• _DIRECTION 1_:
Answer these from the forum thread about the Origin8 track fork, one line each:
(a) What finish does the Origin8 track fork have?
(b) What three items does JohnHenry say have been ordered?
(c) What kind of handlebar will JohnHenry's bike have?

• _TEXT PASSAGE_:
I can't vouch for this company but this is one hell of a deal and they have a toll free number

Origin8_Track Fork 1-1/8" Threadless Chrome - CycleChoice.com

Origin8 is decent stuff.. it is drilled


----------



## Dave Hickey (Jan 27, 2002)

Dave Hickey said:


> I can't vouch for this company but this is one hell of a deal and they have a toll free number
> 
> Origin8_Track Fork 1-1/8" Threadless Chrome - CycleChoice.com
> 
> Origin8 is decent stuff.. it is drilled


I can vouch for these guys...great service same price and they have 1 1/8

Origin8 Track Fork 1" Threaded Chrome - City Grounds - citygrounds.com


----------



## JohnHenry (Aug 9, 2006)

Dave Hickey said:


> I can vouch for these guys...great service same price and they have 1 1/8
> 
> Origin8 Track Fork 1" Threaded Chrome - City Grounds - citygrounds.com


you're beautiful. thanks, dave!


----------



## JohnHenry (Aug 9, 2006)

AS you may or may not have guessed; this bike is going to gleem


----------



## Dave Hickey (Jan 27, 2002)

JohnHenry said:


> AS you may or may not have guessed; this bike is going to gleem


I like this .........and as for the assistance, I'm between projects right now so I can live vicariously through you.....I can't wait to see them


----------



## JohnHenry (Aug 9, 2006)

Dave Hickey said:


> I like this .........and as for the assistance, I'm between projects right now so I can live vicariously through you.....I can't wait to see them


Frame, fork, and pedals ordered, it will take a bit to source the rest.

btw, this is going to be a flatbar (jerk!), platform pedal patroller.


----------



## m_s (Nov 20, 2007)

That Origin 8 fork looks pretty cool. I was just looking at the nashbar frame the other day. Great deal but I don't really need it.


----------



## unclefuzzy_ss (Nov 23, 2002)

I hope those top tube measurements are off. 56.5 tt on a 60? wtf?


----------



## JohnHenry (Aug 9, 2006)

unclefuzzy_ss said:


> I hope those top tube measurements are off. 56.5 tt on a 60? wtf?

• _DIRECTION 2_:
In the rows, swap "cathedral" for "church" everywhere in the lines from the one containing "# locate blue" down to the end of the rows, that line included, and change nothing else. Give back only those lines, and leave the pictures out.

• _ENTRIES SUPPLIED_:
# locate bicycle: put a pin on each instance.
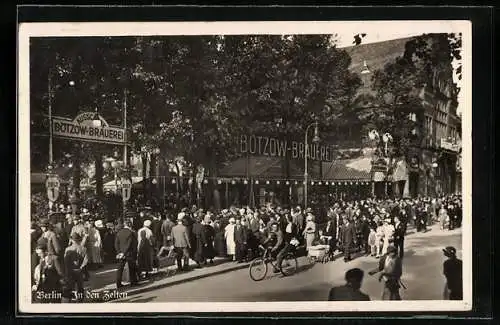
(260, 264)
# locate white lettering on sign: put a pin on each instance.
(69, 129)
(273, 147)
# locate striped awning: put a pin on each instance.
(378, 176)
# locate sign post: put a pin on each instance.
(52, 184)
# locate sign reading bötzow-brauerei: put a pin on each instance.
(82, 128)
(273, 147)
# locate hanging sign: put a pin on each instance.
(82, 128)
(273, 147)
(126, 189)
(52, 184)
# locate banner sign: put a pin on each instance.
(273, 147)
(82, 128)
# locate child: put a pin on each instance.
(372, 241)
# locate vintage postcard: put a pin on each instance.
(245, 167)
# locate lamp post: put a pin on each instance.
(315, 140)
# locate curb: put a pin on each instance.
(180, 281)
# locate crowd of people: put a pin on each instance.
(66, 245)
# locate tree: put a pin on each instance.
(397, 107)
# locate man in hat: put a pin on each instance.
(351, 290)
(53, 244)
(181, 243)
(75, 262)
(348, 235)
(126, 249)
(391, 269)
(452, 270)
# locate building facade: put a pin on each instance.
(433, 168)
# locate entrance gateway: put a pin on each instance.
(82, 128)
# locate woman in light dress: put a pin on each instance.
(229, 236)
(443, 216)
(94, 243)
(388, 235)
(309, 232)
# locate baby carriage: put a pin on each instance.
(319, 253)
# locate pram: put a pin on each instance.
(319, 253)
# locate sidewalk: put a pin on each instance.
(104, 280)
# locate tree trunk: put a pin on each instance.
(77, 168)
(99, 173)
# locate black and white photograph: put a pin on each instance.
(246, 166)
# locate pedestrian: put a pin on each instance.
(229, 237)
(240, 240)
(199, 242)
(126, 249)
(388, 239)
(331, 233)
(391, 269)
(209, 234)
(145, 249)
(75, 261)
(452, 270)
(181, 243)
(309, 231)
(48, 276)
(348, 237)
(372, 241)
(351, 290)
(399, 236)
(53, 245)
(443, 218)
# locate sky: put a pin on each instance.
(346, 38)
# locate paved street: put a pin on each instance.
(422, 274)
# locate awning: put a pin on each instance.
(111, 185)
(378, 176)
(348, 169)
(262, 167)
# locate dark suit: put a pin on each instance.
(348, 235)
(399, 238)
(392, 276)
(126, 243)
(241, 240)
(331, 231)
(181, 242)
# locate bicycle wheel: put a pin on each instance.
(289, 265)
(258, 269)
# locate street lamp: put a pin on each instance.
(314, 140)
(96, 121)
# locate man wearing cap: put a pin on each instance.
(53, 245)
(351, 290)
(452, 270)
(126, 249)
(75, 262)
(348, 235)
(391, 270)
(181, 243)
(145, 250)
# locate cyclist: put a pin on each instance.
(274, 242)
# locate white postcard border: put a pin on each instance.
(27, 30)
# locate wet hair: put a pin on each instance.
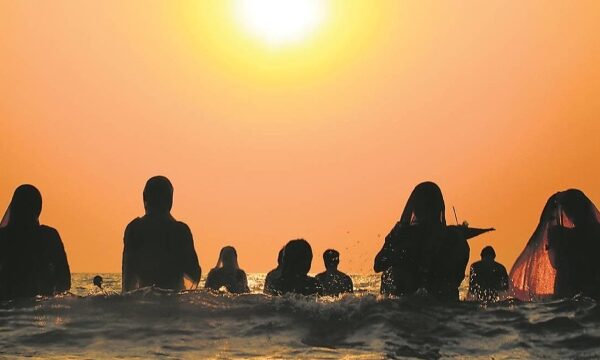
(228, 255)
(488, 251)
(25, 206)
(297, 257)
(331, 257)
(98, 281)
(280, 257)
(158, 195)
(425, 205)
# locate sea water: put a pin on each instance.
(155, 323)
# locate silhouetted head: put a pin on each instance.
(98, 281)
(488, 253)
(297, 257)
(228, 258)
(331, 258)
(425, 205)
(26, 206)
(158, 195)
(280, 257)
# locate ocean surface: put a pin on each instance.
(154, 323)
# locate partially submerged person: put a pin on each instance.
(421, 251)
(32, 256)
(159, 250)
(561, 257)
(333, 281)
(297, 258)
(227, 273)
(487, 278)
(98, 281)
(273, 275)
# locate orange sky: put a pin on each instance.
(498, 102)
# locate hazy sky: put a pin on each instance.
(496, 101)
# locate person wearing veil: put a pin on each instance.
(159, 250)
(227, 273)
(32, 256)
(296, 262)
(561, 257)
(273, 275)
(422, 252)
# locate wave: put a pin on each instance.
(152, 322)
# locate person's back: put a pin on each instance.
(333, 281)
(487, 277)
(158, 250)
(227, 273)
(32, 257)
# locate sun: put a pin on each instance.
(280, 22)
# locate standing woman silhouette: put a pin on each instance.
(32, 256)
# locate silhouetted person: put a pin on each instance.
(487, 277)
(32, 256)
(159, 250)
(561, 257)
(98, 281)
(297, 258)
(333, 281)
(421, 251)
(227, 273)
(273, 275)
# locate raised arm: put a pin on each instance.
(129, 275)
(61, 265)
(189, 258)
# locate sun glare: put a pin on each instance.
(280, 22)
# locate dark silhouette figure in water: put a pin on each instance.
(421, 251)
(98, 281)
(227, 273)
(297, 258)
(487, 277)
(32, 256)
(273, 275)
(561, 257)
(333, 281)
(159, 250)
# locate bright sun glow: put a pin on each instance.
(280, 22)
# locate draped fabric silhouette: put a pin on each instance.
(159, 250)
(227, 273)
(561, 257)
(32, 256)
(297, 259)
(421, 251)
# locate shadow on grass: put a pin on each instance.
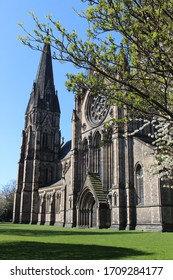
(58, 231)
(53, 251)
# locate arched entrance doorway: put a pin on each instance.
(87, 211)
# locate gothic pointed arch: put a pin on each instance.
(139, 184)
(84, 159)
(96, 152)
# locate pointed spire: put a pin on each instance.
(45, 71)
(43, 93)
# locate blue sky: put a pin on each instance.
(18, 71)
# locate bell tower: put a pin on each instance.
(39, 164)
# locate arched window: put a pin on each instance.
(84, 159)
(139, 185)
(96, 153)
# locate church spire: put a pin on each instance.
(43, 93)
(45, 71)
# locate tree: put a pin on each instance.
(134, 73)
(6, 201)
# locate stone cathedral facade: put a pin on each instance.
(98, 179)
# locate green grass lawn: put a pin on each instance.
(36, 242)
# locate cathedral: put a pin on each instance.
(99, 179)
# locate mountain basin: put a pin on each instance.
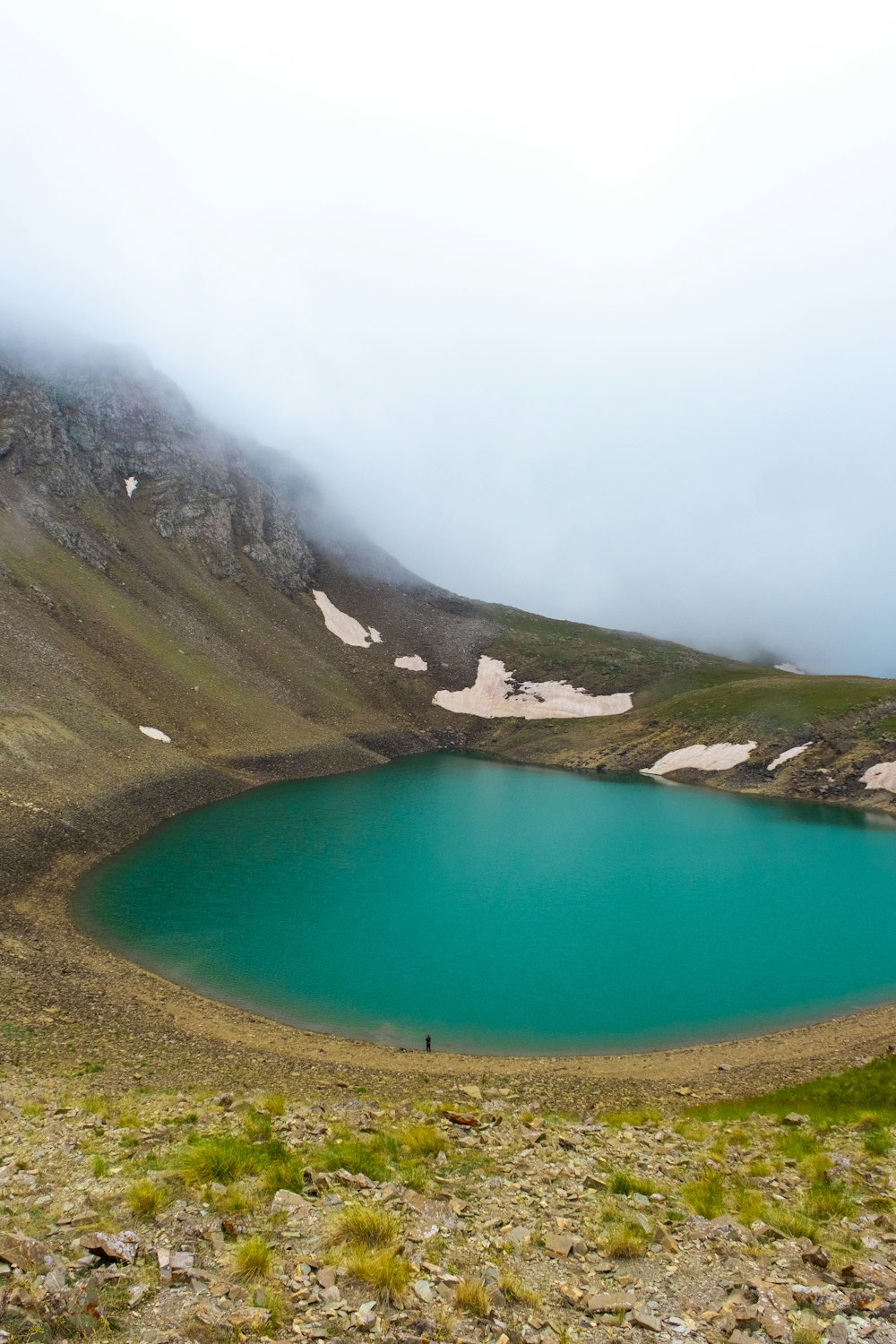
(506, 909)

• _RESPONSE 1_:
(a) Chrome.
(b) The frame, fork, and pedals.
(c) A flatbar.

• _RESPONSE 2_:
# locate blue sky: put a pin on each instance.
(18, 71)
# locate bell tower: put a pin on each instance.
(39, 164)
# locate arched window: put a pin on each instance.
(84, 159)
(139, 185)
(96, 153)
# locate church spire: put a pin on each instance.
(43, 93)
(45, 71)
# locate tree: put a pin on each instance.
(134, 73)
(6, 201)
# locate stone church facade: put a pin on each instance.
(98, 179)
# locate green grass lawn: put a pin on each instance.
(36, 242)
# locate church: put a pin on each instance.
(99, 179)
# locate mountain basin: put a pin on each instance.
(506, 909)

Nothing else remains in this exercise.